> [Work order 1] Extract the text on periprosthetic supracondylar femoral fractures from "The advantages of" to "muscle atrophy [30].", copying the words without any change.
> [Work order 2] Continue the text on periprosthetic supracondylar femoral fractures, picking up after its final sentence.

Options for open treatment of periprosthetic supracondylar femoral fractures
While fracture configuration influences the choice of open versus closed treatment method, fracture displacement, the degree of osteopenia, and the type and technical specifications of the prosthetic components are most valuable determinants of the operative fracture management. Treatment results are closely associated with postfracture alignment and stability [27]. Fracture displacement, intercondylar extension and comminution are negative prognostic factors. High malunion rates are common in association with varus, flexion and internal rotation deformities typically seen as a result of forces exerted by the adductor and gastrocnemius muscle group. Varus femoral malunion is associated with a risk of premature failure of the total knee arthroplasty. The choice of operative treatment method should be based on the patient’s health, fracture configuration and displacement, presence of comminution, severity of osteopenia and status of the prosthetic components (loose, unstable or malaligned)[28, 29].
The advantages of nonoperative treatment are: noninvasiveness and negligible infection rate. Since fracture union is likely in nondisplaced fractures, nonoperative treatment is uniformly recommended as the initial management in these cases. Disadvantages include: a relatively high malunion rate and functional loss, particularly in patients with displaced fracture through osteopenic bone in whom maintance of reduction is difficult. Nonoperative treatment is best reserved for nondisplaced fractures that do not demonstrate intercondylar extension. Nonsurgical management does eliminate surgical risks such as bleeding, infection, loss of fixation and anesthetic complications. On the other hands, prolonged recumbency in elderly patients carries the significant risk of decubitus ulcers, pneumonia, pulmonary embolia, deep venous thrombosis and diffuse muscle atrophy [30].

> [Dataset]
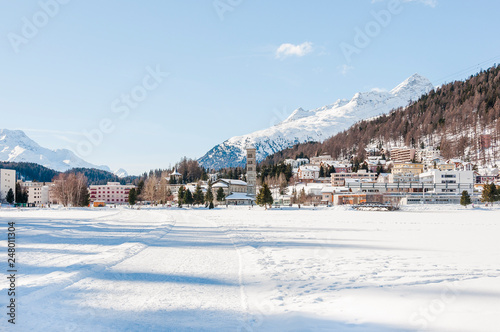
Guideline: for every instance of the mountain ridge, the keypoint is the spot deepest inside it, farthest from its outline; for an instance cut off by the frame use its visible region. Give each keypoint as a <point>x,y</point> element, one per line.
<point>316,125</point>
<point>16,146</point>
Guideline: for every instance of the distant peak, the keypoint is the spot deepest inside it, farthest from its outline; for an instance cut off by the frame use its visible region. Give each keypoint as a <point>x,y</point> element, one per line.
<point>413,83</point>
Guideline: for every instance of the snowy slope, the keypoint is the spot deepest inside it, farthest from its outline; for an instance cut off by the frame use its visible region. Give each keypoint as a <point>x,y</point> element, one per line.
<point>16,146</point>
<point>235,269</point>
<point>316,125</point>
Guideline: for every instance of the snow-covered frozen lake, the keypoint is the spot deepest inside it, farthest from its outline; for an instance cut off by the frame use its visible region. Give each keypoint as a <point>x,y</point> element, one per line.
<point>422,268</point>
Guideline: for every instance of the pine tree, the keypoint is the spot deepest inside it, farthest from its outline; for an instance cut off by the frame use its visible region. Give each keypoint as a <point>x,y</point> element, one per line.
<point>220,194</point>
<point>10,196</point>
<point>84,196</point>
<point>198,195</point>
<point>132,196</point>
<point>465,199</point>
<point>21,194</point>
<point>209,196</point>
<point>188,197</point>
<point>490,193</point>
<point>321,172</point>
<point>264,197</point>
<point>180,195</point>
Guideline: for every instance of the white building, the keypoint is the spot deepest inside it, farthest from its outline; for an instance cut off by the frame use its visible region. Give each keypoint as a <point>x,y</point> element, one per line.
<point>320,160</point>
<point>7,182</point>
<point>38,192</point>
<point>111,193</point>
<point>449,181</point>
<point>308,173</point>
<point>295,163</point>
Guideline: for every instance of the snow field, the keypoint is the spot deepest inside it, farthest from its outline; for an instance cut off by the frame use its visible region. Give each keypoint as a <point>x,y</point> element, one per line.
<point>240,269</point>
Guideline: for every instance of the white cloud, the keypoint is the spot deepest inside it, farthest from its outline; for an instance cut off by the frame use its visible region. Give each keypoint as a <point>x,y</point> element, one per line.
<point>344,69</point>
<point>430,3</point>
<point>285,50</point>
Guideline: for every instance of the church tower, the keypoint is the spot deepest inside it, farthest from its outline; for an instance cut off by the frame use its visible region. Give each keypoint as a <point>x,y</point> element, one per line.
<point>251,170</point>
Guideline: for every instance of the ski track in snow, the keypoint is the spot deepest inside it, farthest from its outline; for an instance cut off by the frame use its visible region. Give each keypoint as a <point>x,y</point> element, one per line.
<point>240,269</point>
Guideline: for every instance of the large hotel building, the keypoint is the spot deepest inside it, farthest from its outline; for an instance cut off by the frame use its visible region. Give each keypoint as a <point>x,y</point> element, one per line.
<point>111,193</point>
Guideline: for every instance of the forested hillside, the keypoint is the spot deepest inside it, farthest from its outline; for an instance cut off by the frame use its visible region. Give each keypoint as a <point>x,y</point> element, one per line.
<point>452,118</point>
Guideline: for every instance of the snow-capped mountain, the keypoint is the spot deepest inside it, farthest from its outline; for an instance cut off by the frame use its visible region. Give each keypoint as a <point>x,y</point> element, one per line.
<point>317,124</point>
<point>16,146</point>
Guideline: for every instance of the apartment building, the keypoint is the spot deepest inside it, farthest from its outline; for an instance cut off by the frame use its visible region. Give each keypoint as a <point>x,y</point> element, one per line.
<point>111,193</point>
<point>38,192</point>
<point>406,167</point>
<point>7,182</point>
<point>339,179</point>
<point>449,181</point>
<point>402,155</point>
<point>308,173</point>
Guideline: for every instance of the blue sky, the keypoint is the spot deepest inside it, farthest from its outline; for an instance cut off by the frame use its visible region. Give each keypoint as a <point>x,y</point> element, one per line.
<point>200,72</point>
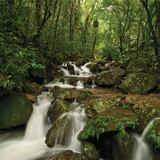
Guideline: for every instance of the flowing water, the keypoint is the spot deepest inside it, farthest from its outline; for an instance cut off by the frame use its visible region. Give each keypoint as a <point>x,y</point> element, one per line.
<point>82,71</point>
<point>141,148</point>
<point>74,123</point>
<point>32,145</point>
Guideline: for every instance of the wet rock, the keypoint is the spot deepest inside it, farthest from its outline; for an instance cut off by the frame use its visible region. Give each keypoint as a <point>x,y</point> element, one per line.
<point>110,78</point>
<point>59,93</point>
<point>139,65</point>
<point>122,148</point>
<point>90,151</point>
<point>32,98</point>
<point>66,155</point>
<point>70,68</point>
<point>140,83</point>
<point>56,130</point>
<point>15,110</point>
<point>37,75</point>
<point>34,88</point>
<point>107,118</point>
<point>57,108</point>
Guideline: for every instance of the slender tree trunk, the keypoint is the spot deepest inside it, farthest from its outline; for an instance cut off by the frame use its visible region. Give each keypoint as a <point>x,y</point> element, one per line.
<point>56,27</point>
<point>153,32</point>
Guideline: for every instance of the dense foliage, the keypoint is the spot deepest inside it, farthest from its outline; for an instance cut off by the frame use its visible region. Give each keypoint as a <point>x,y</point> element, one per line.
<point>34,32</point>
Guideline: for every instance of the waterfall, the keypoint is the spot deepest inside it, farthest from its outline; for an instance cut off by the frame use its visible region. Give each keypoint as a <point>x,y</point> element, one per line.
<point>93,84</point>
<point>67,135</point>
<point>80,85</point>
<point>141,148</point>
<point>32,145</point>
<point>82,71</point>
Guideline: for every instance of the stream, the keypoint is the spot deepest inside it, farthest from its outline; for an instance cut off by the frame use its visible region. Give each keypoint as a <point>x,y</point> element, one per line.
<point>31,144</point>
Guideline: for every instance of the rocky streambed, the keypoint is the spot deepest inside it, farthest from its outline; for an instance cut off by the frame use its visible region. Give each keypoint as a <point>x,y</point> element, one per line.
<point>115,110</point>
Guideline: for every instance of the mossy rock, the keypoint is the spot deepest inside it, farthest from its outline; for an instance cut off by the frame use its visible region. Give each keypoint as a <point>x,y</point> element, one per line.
<point>145,113</point>
<point>123,147</point>
<point>59,93</point>
<point>58,107</point>
<point>57,127</point>
<point>15,110</point>
<point>66,155</point>
<point>139,83</point>
<point>90,151</point>
<point>112,119</point>
<point>154,134</point>
<point>110,78</point>
<point>139,65</point>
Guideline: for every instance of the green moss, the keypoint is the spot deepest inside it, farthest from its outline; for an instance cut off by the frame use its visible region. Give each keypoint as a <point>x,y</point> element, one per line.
<point>101,124</point>
<point>138,83</point>
<point>154,135</point>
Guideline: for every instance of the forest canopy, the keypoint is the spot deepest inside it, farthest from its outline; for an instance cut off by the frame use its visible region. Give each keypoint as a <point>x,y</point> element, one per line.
<point>36,33</point>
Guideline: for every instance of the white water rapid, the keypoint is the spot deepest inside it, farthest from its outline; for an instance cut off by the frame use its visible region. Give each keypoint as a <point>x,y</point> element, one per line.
<point>82,71</point>
<point>141,148</point>
<point>74,122</point>
<point>32,145</point>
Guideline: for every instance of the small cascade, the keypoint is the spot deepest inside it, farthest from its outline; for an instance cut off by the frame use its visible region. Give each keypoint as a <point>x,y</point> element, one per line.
<point>82,71</point>
<point>75,103</point>
<point>68,133</point>
<point>93,84</point>
<point>141,148</point>
<point>32,145</point>
<point>64,84</point>
<point>80,85</point>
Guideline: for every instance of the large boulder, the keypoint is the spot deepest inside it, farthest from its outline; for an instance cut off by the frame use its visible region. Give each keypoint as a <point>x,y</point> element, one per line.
<point>58,108</point>
<point>111,77</point>
<point>107,118</point>
<point>66,155</point>
<point>122,148</point>
<point>140,83</point>
<point>15,110</point>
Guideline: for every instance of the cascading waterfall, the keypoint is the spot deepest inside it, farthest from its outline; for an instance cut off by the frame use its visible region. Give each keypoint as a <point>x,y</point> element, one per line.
<point>74,122</point>
<point>32,145</point>
<point>82,71</point>
<point>141,148</point>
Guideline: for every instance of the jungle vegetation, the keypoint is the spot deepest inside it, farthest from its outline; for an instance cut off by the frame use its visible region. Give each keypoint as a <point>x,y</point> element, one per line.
<point>36,33</point>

> [Exercise response 1]
The advantages of nonoperative treatment are: noninvasiveness and negligible infection rate. Since fracture union is likely in nondisplaced fractures, nonoperative treatment is uniformly recommended as the initial management in these cases. Disadvantages include: a relatively high malunion rate and functional loss, particularly in patients with displaced fracture through osteopenic bone in whom maintance of reduction is difficult. Nonoperative treatment is best reserved for nondisplaced fractures that do not demonstrate intercondylar extension. Nonsurgical management does eliminate surgical risks such as bleeding, infection, loss of fixation and anesthetic complications. On the other hands, prolonged recumbency in elderly patients carries the significant risk of decubitus ulcers, pneumonia, pulmonary embolia, deep venous thrombosis and diffuse muscle atrophy [30].

> [Exercise response 2]
Management of periprosthetic fractures of the femur above total knee arthroplasty depends on displacement at the fracture site, bone quality, size of distal fragment and condition of implants (Table 6) [31, 32, 33, 34].
Fracture type
Description of fracture
Treatment recommendation
I
Undisplaced fracture and well fixed prosthesis
Bracing, nonweightbearing
II
Displaced fracture and well fixed prosthesis Good quality bone
Internal fixation using conventional plate, intramedullary nail or locking plate
Poor quality bone with osteopenia and comminution
Intramedullary nail or locking plate
Decent size distal fragment Extremely distal fracture
Locking plate or buttress plate with strut allograft
III
Displaced fracture, loose prosthesis No metahyseal bone loss
Revision knee arthroplasty using a long stemmed femoral implant
Metaphyseal bone loss or nonunion following previous surgery
Structural allograft prosthesis composite or distal femoral replacement prosthesis
Table 6.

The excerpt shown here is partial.